RECORDS SUPPLIED: Begin
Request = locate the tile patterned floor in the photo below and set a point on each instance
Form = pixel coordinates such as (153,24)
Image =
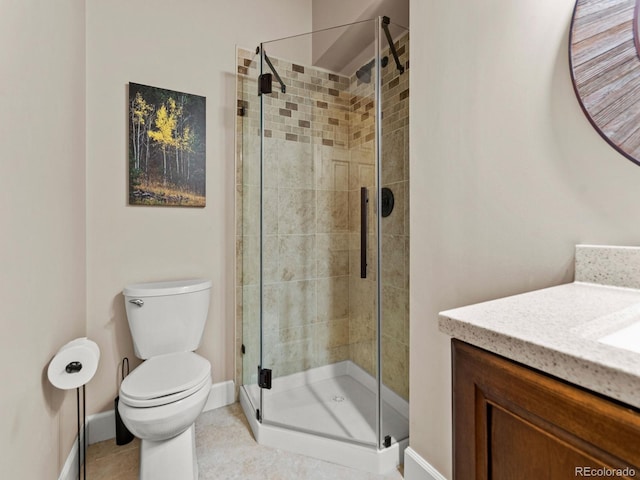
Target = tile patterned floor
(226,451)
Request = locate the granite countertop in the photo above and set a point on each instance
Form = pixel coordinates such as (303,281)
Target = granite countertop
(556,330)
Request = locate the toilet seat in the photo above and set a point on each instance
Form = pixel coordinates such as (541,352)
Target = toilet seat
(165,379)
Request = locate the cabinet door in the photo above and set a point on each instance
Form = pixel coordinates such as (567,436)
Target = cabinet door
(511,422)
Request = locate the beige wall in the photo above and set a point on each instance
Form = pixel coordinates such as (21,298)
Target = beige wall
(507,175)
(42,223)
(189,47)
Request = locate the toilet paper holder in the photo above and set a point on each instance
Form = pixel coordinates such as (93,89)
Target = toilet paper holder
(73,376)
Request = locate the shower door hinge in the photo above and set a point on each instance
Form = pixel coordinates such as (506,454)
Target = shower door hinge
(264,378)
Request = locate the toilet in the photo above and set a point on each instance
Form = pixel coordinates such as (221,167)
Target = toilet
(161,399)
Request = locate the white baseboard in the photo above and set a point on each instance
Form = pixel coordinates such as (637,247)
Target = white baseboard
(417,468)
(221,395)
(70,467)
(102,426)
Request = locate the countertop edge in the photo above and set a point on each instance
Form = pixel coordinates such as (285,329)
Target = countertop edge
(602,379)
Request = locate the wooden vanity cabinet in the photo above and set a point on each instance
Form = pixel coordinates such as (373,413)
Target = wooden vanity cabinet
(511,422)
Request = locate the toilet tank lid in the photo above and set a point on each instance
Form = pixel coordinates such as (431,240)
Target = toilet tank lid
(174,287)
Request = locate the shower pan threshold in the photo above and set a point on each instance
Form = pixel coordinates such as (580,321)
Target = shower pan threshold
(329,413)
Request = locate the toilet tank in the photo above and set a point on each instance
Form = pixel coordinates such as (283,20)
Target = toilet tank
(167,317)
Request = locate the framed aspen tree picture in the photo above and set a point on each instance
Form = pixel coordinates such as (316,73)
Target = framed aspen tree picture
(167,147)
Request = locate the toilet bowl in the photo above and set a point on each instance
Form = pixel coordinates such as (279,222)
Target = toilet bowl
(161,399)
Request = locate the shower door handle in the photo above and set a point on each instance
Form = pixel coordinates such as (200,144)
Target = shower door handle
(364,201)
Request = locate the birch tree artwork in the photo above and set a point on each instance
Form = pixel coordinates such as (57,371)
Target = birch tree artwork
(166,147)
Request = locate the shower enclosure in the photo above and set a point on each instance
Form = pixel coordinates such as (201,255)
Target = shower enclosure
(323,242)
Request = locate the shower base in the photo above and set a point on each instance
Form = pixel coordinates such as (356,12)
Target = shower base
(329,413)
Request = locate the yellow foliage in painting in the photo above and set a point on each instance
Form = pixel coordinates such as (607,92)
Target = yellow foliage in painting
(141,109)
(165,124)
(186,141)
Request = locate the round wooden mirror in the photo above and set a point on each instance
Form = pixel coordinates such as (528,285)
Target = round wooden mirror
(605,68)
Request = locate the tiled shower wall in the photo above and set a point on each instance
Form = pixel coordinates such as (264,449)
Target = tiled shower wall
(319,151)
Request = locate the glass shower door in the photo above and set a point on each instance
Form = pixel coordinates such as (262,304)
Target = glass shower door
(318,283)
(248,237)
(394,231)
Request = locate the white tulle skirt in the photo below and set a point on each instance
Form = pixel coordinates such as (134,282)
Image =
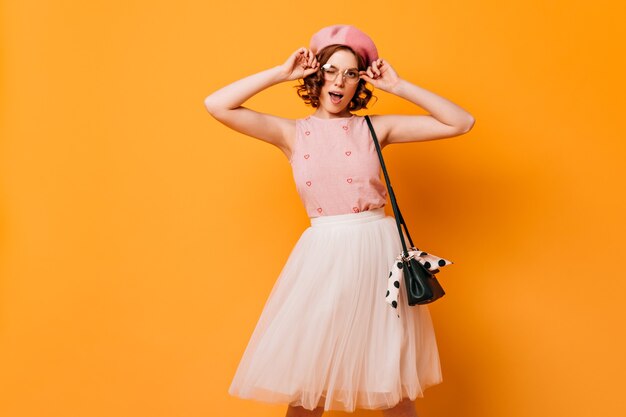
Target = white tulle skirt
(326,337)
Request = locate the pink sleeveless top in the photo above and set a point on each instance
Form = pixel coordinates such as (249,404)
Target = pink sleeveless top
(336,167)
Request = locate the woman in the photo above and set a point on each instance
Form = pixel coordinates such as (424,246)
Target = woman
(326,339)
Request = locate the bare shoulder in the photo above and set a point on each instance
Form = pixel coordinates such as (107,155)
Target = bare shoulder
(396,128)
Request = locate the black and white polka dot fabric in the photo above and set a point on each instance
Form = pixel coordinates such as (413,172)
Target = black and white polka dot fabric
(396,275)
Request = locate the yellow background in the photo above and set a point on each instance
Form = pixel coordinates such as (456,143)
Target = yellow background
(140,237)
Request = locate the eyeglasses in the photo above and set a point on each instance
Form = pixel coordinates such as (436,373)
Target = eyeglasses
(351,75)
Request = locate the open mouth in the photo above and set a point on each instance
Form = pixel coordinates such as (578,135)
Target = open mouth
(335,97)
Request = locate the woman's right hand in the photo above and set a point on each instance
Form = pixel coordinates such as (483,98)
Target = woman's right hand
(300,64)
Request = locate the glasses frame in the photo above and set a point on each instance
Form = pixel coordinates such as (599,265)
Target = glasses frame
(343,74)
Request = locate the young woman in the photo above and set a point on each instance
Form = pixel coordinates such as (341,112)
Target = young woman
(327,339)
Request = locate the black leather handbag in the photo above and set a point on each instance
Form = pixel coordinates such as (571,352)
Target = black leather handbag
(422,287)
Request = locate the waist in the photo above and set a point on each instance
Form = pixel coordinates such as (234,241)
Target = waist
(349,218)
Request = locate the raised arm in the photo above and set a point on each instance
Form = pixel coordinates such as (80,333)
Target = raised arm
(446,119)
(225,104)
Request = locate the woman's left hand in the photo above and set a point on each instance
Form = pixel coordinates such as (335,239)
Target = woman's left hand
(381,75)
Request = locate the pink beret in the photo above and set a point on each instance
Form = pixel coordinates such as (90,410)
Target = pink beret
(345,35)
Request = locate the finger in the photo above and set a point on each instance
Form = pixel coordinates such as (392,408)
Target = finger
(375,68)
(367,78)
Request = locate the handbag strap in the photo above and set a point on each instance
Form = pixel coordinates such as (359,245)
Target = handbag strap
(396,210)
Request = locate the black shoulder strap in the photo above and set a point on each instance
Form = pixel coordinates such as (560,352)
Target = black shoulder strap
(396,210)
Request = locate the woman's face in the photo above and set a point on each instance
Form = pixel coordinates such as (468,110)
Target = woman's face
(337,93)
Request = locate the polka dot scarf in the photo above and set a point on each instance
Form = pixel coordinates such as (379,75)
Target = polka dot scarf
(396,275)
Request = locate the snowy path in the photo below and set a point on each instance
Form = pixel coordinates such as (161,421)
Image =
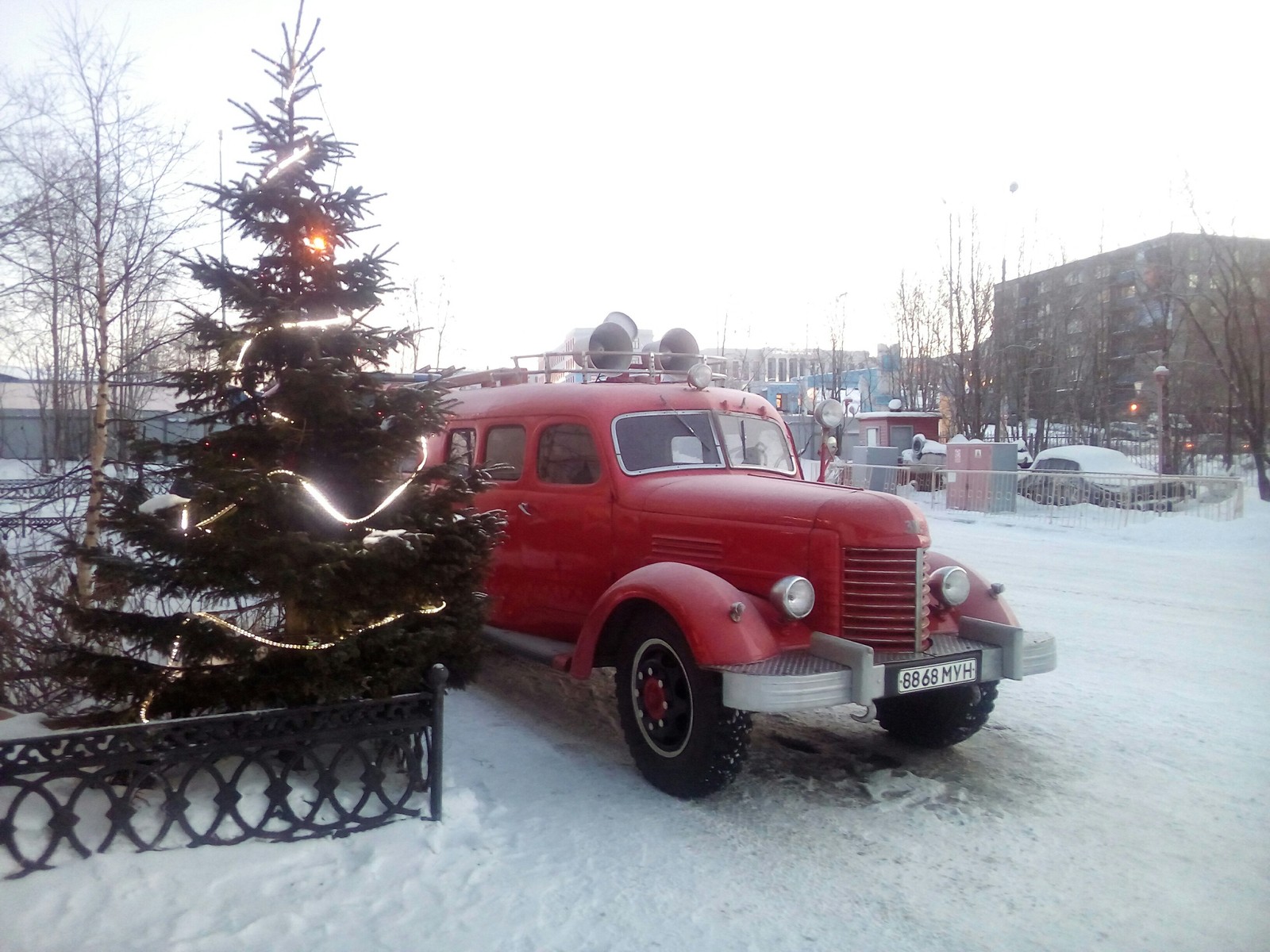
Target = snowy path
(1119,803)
RECORDS SUPPLIED: End
◆ **WHAT YOU ARE ASKED TO DO**
Taking the entries above, print exactly the lines starting at the line with "Request = locate the shower pan" and ending at the line with "Request = locate the white tulle", both included.

◆ **OUTPUT OF THE EXERCISE**
Request = locate the shower pan threshold in the photo above and set a point on each instance
Form = pixel coordinates such as (580,321)
Target = shower pan threshold
(329,413)
Request = locate the toilet tank in the photo above and set a point on each instance
Form = pixel coordinates such as (283,20)
Target = toilet tank
(167,317)
Request = locate the framed aspen tree picture in the photo above and set a point on each instance
Form = pixel coordinates such as (316,73)
Target = framed aspen tree picture
(167,147)
Request = locate the toilet bowl in the photo above and set a point on each instance
Form = pixel coordinates such as (279,222)
Target = toilet bowl
(161,399)
Request = locate the shower door handle in the photo above and set a point on each instance
Form = pixel coordinates such as (200,144)
Target = shower door handle
(364,201)
Request = locate the birch tree artwork in the photo above and set a point on each instance
Form = pixel coordinates such as (57,371)
Target = birch tree artwork
(166,147)
Request = locate the shower enclosure in the photo above and set a point on each instance
Form = pixel coordinates such as (201,255)
Target = shower enclosure
(323,242)
Request = locate the shower base in the photo above and set a point on each instance
Form = pixel coordinates such as (356,12)
Target = shower base
(329,413)
Request = locate the yellow foliage in painting in the photo above and set a point on each instance
Form = pixel coordinates such as (607,92)
Target = yellow foliage in painting
(141,109)
(165,124)
(186,141)
Request = locate the round wooden mirror in the photo above and set a point on each instance
Form = pixel coordinates such as (528,285)
Target = round wooden mirror
(605,68)
Request = locate the tiled shower wall in the photo above and set a point on each instance
Form = pixel coordinates such as (264,449)
Target = tiled shower wall
(319,151)
Request = locate the glass shower door in the photo above and set a point on each instance
Form = pixel coordinates such as (262,304)
Target = glass shower door
(318,283)
(248,237)
(394,231)
Request = locate the white tulle skirt in the photo below and set a point on each instance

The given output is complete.